Dataset entries:
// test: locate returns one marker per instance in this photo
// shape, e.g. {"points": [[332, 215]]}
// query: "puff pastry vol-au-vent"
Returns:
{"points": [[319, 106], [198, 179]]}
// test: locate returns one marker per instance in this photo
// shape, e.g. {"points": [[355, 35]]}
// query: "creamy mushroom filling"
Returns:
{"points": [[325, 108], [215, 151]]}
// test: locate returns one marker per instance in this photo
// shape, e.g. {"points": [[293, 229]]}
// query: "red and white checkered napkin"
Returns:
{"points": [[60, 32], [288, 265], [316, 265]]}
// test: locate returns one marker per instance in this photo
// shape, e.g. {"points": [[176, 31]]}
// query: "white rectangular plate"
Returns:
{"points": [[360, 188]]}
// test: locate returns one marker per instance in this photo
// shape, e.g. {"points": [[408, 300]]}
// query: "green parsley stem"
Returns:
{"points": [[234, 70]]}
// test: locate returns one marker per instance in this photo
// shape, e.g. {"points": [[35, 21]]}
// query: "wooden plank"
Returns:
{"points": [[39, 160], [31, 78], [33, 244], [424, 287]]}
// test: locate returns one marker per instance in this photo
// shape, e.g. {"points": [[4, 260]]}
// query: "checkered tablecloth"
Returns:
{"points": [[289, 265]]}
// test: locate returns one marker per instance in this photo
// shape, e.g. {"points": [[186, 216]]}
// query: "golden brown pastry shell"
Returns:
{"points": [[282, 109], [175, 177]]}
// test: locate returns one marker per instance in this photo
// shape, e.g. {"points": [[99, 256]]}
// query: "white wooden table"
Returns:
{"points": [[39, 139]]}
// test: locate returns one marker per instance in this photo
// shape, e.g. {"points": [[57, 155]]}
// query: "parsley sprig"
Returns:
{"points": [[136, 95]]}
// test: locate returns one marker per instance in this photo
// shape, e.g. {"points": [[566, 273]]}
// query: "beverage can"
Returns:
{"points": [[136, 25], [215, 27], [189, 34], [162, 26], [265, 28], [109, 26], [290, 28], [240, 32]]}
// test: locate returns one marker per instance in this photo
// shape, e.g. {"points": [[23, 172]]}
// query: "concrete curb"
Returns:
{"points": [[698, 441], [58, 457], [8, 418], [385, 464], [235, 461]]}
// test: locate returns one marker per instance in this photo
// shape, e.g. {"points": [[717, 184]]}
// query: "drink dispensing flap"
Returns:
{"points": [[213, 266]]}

Work to complete
When you repeat the data, keep each line exactly as given.

Solution to the problem
// test: locate returns one marker per instance in this photo
// shape, e.g. {"points": [[332, 215]]}
// query: "puff pastry vol-au-vent"
Returns:
{"points": [[319, 106], [198, 179]]}
// test: locate returns one marker per instance in this photo
// shape, e.g. {"points": [[355, 35]]}
// query: "creamy mushroom filling"
Returns:
{"points": [[325, 108], [215, 151]]}
// test: locate returns one marker per instance in this photo
// shape, e.g. {"points": [[293, 229]]}
// query: "red and white checkered napkin"
Returns:
{"points": [[60, 32], [288, 265], [316, 265]]}
// test: locate returns one marker per instance in this photo
// shape, e.g. {"points": [[176, 31]]}
// query: "white rectangular plate"
Returns:
{"points": [[360, 188]]}
// test: locate returns one marker per instance in this photo
// shape, e.g. {"points": [[408, 300]]}
// query: "green parsley stem"
Returns:
{"points": [[234, 70]]}
// test: locate returns one marker per instance in this photo
// shape, e.g. {"points": [[35, 21]]}
// query: "wooden plank"
Returns:
{"points": [[39, 160], [31, 78], [33, 244], [424, 287]]}
// test: locate returns one marker per instance in this photo
// shape, e.g. {"points": [[4, 260]]}
// query: "checkered tablecloth"
Returns:
{"points": [[289, 265]]}
// test: locate returns one marker per instance in this photo
// shape, e.g. {"points": [[186, 216]]}
// query: "golden brown pastry shell"
Returns:
{"points": [[282, 109], [175, 177]]}
// test: locate returns one marker per instance in this photo
// shape, e.g. {"points": [[99, 256]]}
// query: "white wooden table"
Returns:
{"points": [[39, 139]]}
// test: locate returns one marker per instance in this photo
// shape, e.g. {"points": [[57, 155]]}
// query: "parsley sprig"
Returns:
{"points": [[136, 95]]}
// test: locate returns one marker per instance in this photo
// shape, e.g. {"points": [[566, 273]]}
// query: "beverage can"
Returns:
{"points": [[136, 25], [215, 27], [189, 34], [162, 26], [265, 28], [109, 26], [290, 28], [240, 32]]}
// test: locate returns one marker per instance in this photo
// shape, e.g. {"points": [[23, 172]]}
// query: "concrete curb"
Returns:
{"points": [[698, 441], [58, 457], [8, 418], [385, 464], [235, 461]]}
// test: locate returns one marker per instance in this photo
// shape, e.g. {"points": [[717, 184]]}
// query: "drink dispensing flap"
Returns:
{"points": [[213, 266]]}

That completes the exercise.